BAHAN LATIHAN:
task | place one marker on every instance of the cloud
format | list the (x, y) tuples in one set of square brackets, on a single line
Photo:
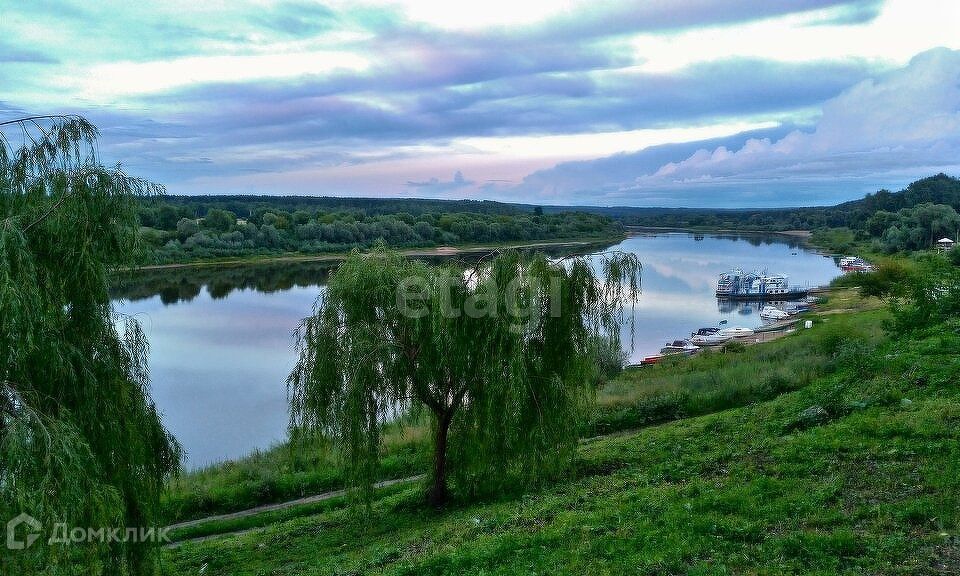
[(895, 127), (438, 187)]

---

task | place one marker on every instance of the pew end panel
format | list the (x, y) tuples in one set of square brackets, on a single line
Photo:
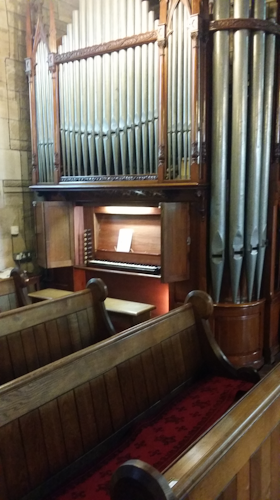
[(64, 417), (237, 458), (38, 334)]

* * *

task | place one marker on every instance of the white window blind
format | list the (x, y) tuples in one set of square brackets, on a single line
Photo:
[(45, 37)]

TUGAS TERTULIS:
Tulis ulang bagian daftar dari baris yang memuat "task | place one marker on every instance of the cloud" sampai baris yang memuat "[(895, 127), (438, 187)]" menjadi CSV dua kolom bernama teks dan jawaban. Setiap tulisan beserta jawabannya menjadi satu baris, tiap isian diapit tanda kutip, pindah baris diganti spasi, dan gambar tidak usah dimasukkan.

HASIL AKHIR:
teks,jawaban
"task | place one marker on every instance of the cloud format | list the (x, y) tuples in one set of square brackets, on a single line Photo:","[(895, 127), (438, 187)]"